***** ENTRIES SUPPLIED *****

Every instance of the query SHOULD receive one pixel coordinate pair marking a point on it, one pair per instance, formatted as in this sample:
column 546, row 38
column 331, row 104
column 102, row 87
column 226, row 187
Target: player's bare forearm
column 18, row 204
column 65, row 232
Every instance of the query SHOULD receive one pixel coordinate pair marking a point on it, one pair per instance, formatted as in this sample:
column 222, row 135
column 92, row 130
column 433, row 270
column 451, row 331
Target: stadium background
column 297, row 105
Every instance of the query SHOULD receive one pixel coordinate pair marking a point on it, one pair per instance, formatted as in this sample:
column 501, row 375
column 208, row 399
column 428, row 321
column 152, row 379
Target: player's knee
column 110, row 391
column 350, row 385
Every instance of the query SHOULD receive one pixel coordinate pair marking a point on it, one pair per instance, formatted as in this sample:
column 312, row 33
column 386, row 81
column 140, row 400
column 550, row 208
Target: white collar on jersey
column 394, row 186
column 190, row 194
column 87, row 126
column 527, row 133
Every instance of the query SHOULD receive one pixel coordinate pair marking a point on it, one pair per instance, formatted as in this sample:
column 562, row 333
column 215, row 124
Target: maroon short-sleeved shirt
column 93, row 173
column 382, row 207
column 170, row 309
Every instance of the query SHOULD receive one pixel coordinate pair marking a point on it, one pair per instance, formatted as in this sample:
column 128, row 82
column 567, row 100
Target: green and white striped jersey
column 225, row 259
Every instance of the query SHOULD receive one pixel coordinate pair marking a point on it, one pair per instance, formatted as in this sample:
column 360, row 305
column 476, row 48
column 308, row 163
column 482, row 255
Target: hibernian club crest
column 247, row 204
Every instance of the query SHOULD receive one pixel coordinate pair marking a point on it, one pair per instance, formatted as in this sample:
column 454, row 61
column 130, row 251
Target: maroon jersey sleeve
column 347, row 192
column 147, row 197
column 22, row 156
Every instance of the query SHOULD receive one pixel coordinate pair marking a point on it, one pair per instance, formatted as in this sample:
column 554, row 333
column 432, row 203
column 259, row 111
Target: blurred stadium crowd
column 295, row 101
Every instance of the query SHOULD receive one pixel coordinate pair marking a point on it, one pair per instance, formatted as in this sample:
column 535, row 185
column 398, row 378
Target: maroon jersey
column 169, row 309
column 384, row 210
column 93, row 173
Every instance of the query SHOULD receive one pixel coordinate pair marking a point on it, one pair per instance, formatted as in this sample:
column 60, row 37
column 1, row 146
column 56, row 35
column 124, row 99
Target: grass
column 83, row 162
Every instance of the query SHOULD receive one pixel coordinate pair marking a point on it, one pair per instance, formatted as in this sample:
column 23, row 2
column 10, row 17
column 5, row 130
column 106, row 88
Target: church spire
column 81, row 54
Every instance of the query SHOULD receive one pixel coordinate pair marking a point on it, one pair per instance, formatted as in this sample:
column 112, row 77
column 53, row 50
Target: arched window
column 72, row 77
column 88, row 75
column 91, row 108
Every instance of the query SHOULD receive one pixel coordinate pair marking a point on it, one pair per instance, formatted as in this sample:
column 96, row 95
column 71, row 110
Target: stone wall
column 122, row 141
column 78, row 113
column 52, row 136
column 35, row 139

*****
***** ENTRIES SUPPLIED *****

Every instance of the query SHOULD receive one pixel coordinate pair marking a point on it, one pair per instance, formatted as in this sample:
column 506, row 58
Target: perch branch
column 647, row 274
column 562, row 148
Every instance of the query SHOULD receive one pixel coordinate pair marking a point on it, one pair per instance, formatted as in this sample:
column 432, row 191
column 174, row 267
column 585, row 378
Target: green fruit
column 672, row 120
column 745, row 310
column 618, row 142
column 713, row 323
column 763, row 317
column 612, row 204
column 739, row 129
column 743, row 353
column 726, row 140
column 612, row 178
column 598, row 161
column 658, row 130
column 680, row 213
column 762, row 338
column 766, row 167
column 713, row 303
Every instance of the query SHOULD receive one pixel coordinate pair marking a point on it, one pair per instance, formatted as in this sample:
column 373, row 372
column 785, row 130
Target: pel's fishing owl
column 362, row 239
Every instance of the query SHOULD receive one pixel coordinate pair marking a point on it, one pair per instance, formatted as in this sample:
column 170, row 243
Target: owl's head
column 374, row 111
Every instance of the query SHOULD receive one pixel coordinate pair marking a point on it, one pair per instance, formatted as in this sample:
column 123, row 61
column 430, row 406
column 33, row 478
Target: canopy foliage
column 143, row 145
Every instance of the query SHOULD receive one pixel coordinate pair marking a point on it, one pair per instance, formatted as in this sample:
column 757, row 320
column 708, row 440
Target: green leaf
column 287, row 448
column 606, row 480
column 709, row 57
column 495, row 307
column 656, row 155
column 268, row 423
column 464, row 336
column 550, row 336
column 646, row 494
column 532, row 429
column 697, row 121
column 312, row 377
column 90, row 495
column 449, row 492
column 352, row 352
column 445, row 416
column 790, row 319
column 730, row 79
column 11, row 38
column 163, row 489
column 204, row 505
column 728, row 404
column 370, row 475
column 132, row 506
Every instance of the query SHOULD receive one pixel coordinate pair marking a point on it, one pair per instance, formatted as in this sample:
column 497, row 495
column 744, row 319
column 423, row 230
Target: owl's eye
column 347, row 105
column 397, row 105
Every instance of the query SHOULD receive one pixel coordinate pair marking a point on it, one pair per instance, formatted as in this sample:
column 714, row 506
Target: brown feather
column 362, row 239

*****
***** ENTRIES SUPPLIED *****

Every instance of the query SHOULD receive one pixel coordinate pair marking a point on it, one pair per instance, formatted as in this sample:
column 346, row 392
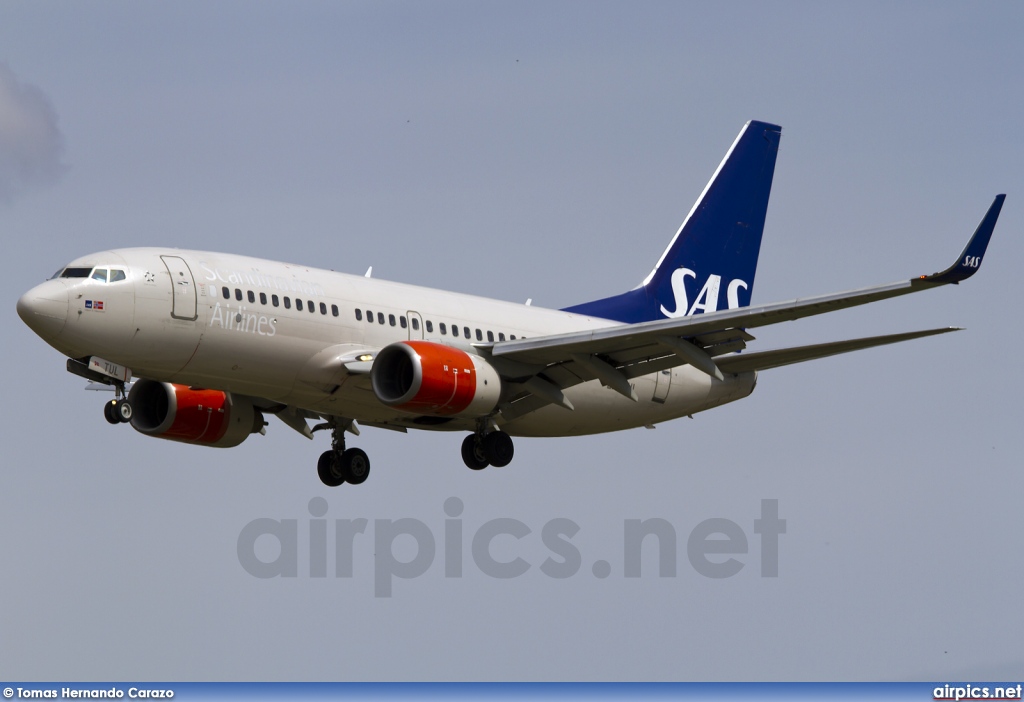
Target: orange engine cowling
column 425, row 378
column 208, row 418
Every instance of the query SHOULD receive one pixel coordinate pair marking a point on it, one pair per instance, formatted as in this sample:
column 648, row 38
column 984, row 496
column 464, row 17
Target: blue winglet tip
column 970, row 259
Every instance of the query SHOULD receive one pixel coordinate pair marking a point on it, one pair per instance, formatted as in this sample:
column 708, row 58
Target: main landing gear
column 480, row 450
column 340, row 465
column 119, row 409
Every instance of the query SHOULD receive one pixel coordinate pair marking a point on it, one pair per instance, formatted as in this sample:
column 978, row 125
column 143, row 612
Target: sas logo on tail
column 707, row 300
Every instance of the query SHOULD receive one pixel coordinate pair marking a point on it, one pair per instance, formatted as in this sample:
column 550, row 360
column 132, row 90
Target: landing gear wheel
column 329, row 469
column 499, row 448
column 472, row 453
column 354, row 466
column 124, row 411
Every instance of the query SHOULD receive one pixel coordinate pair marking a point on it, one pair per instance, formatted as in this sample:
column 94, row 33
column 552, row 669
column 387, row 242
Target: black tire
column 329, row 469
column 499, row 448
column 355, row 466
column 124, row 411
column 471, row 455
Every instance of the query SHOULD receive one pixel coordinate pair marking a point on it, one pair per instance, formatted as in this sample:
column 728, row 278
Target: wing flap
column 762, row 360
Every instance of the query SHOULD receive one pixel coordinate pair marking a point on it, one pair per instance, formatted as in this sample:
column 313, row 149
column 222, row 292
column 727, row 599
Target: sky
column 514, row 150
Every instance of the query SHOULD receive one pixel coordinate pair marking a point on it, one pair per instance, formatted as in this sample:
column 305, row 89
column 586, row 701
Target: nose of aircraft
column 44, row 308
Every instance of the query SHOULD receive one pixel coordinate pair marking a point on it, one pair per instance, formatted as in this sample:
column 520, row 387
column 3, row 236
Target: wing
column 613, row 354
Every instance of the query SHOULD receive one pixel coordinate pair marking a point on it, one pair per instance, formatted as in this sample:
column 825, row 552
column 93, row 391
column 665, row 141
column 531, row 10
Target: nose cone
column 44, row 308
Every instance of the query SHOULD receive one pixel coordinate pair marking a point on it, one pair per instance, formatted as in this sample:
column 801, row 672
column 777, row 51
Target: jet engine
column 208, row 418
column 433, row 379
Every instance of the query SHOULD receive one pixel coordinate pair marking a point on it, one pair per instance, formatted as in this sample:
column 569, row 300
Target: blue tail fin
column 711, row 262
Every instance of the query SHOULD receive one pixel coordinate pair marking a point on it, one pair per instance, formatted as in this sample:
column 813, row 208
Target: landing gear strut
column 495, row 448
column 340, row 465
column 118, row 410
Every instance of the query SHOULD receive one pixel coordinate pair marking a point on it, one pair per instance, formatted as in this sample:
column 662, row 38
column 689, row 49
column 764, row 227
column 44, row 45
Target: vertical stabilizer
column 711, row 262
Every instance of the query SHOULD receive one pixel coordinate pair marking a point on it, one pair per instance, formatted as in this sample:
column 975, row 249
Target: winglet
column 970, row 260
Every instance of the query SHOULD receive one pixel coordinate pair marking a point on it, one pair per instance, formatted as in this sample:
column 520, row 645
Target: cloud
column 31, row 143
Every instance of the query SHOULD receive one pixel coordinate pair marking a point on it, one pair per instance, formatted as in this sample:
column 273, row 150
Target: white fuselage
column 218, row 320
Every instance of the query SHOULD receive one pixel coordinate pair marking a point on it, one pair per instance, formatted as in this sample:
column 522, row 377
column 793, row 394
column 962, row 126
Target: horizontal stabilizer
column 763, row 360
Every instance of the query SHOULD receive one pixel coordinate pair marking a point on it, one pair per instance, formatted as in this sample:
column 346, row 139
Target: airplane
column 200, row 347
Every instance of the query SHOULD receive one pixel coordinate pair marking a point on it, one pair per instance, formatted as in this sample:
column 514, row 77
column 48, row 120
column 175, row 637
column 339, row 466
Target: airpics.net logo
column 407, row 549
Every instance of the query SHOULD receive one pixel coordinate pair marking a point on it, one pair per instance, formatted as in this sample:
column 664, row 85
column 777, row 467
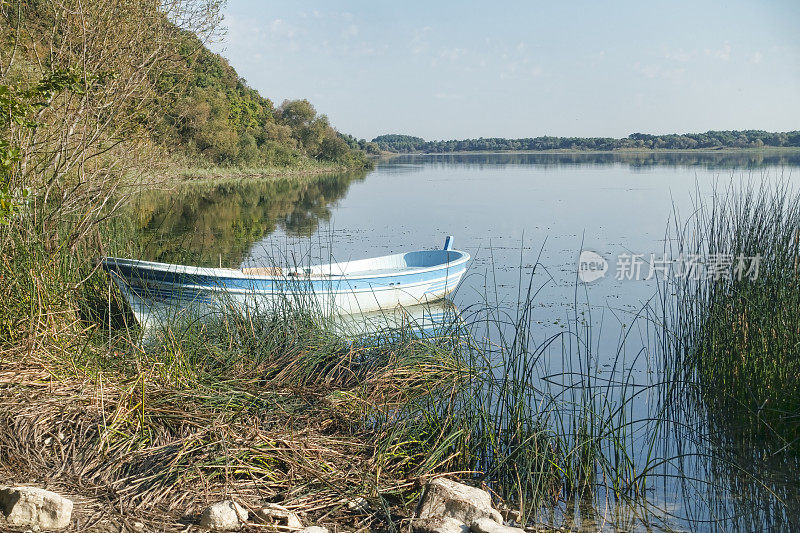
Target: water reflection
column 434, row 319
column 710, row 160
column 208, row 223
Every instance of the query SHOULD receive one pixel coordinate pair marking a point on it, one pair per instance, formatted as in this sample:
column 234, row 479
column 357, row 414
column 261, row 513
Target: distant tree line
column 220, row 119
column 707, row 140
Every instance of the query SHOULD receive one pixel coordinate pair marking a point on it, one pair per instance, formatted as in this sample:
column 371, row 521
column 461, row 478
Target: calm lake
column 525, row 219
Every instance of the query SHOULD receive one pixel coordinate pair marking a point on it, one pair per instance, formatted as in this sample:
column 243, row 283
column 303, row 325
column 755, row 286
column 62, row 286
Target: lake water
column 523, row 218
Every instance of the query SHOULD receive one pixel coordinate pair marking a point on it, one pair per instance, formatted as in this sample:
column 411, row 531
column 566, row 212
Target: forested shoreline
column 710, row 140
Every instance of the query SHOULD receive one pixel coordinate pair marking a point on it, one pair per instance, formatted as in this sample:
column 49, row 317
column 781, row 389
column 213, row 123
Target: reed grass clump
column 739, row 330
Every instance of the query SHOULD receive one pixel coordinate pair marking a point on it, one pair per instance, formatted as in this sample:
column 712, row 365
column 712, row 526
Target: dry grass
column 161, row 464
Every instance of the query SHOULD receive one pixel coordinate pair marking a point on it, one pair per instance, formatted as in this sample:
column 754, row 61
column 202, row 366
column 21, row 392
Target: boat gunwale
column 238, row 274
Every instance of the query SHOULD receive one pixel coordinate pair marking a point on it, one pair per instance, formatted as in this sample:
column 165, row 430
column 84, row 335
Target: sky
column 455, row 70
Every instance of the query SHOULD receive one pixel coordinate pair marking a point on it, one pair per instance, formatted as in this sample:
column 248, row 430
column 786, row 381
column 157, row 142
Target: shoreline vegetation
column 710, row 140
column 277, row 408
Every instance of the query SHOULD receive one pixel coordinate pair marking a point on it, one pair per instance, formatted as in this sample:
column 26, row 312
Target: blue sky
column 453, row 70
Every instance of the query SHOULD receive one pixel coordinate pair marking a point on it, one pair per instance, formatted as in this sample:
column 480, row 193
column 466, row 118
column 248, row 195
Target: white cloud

*****

TO DO:
Pull out every line of the records above that contains the word "green", and copy each one in full.

ANSWER TO THIS PROBLEM:
Target: green and white striped jersey
Target: green fruit
Target: green leaf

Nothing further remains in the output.